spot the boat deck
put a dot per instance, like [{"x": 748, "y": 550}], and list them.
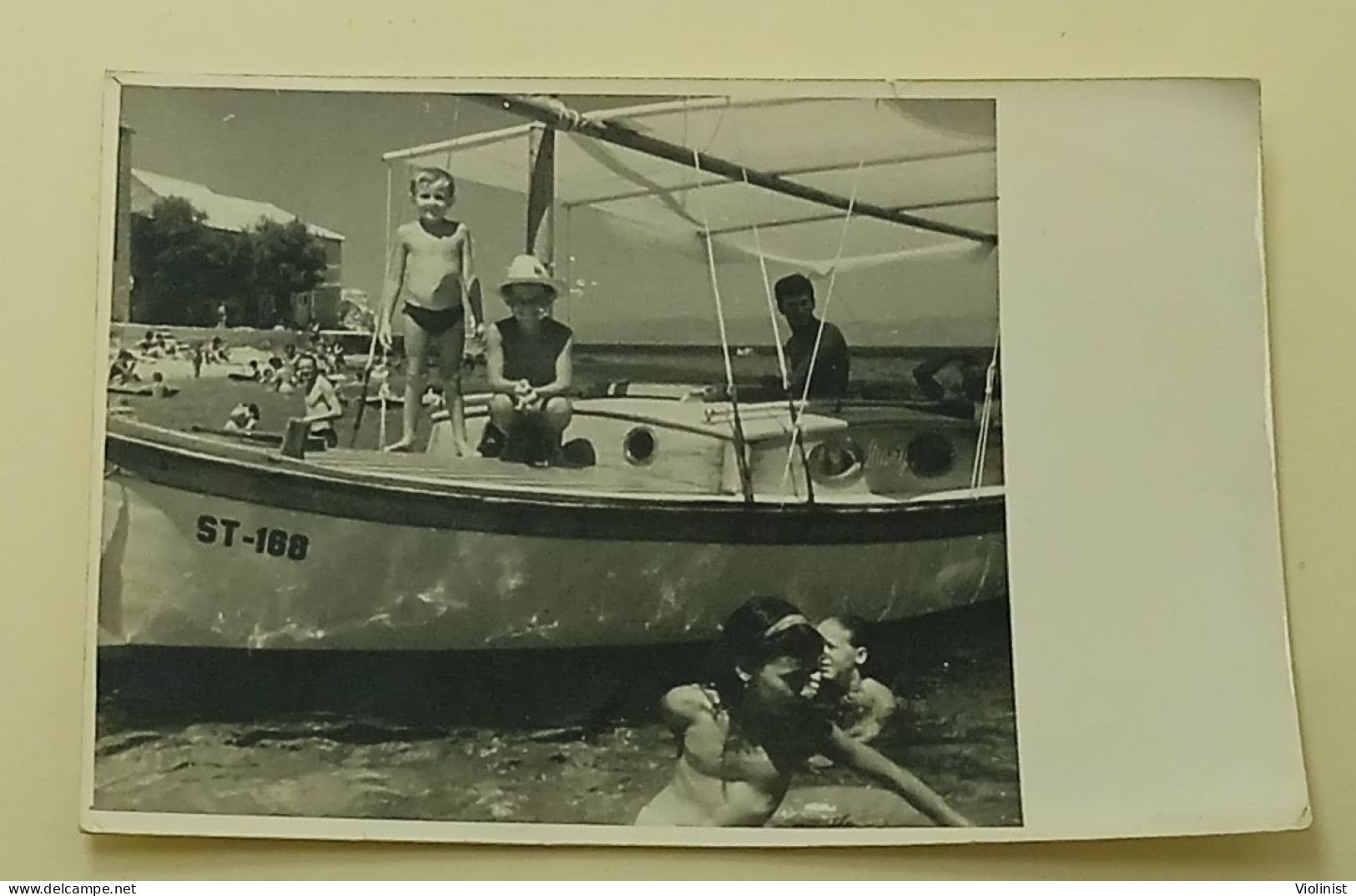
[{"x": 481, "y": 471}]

============================================================

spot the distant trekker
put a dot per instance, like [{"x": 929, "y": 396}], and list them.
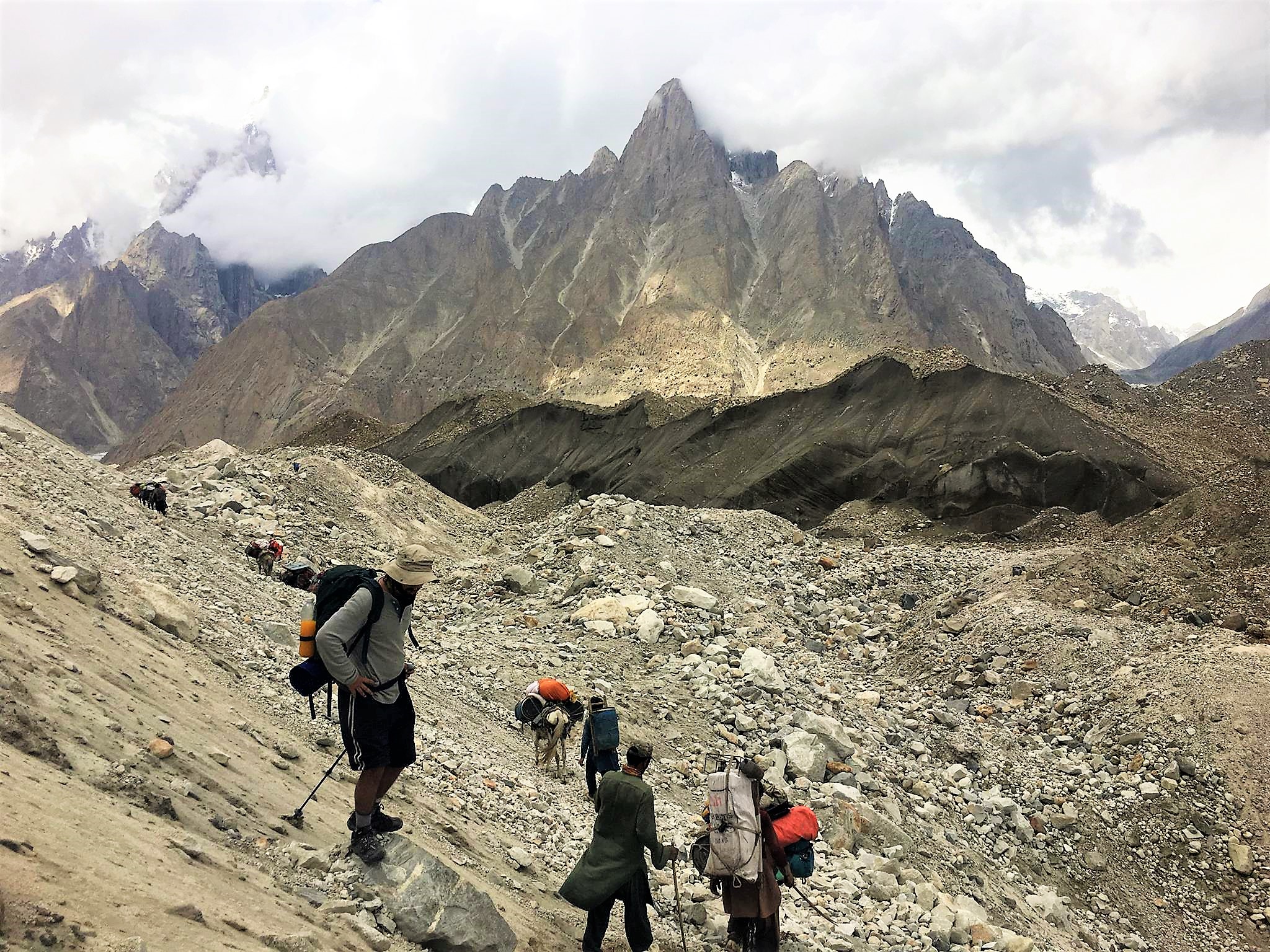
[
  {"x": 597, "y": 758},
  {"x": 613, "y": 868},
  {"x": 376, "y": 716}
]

============================================================

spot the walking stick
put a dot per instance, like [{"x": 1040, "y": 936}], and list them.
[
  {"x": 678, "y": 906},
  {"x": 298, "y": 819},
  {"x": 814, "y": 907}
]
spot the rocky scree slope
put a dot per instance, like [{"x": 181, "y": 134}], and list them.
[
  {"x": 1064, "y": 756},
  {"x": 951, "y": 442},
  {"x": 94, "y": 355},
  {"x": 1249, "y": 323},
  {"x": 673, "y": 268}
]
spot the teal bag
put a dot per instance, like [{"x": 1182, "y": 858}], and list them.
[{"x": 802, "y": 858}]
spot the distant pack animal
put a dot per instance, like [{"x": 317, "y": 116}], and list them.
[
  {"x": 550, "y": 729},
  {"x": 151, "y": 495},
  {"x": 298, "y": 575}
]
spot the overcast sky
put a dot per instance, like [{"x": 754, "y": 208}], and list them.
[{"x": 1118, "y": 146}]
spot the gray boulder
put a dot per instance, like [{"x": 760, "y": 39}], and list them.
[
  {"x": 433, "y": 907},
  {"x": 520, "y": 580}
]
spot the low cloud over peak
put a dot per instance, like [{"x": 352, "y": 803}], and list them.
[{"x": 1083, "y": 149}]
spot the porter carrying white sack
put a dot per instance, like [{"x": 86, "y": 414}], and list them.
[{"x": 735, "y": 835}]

============================================================

Directions for this task:
How many lines in the data above contain the word "spot"? Reply with the number alone.

Complete answer:
10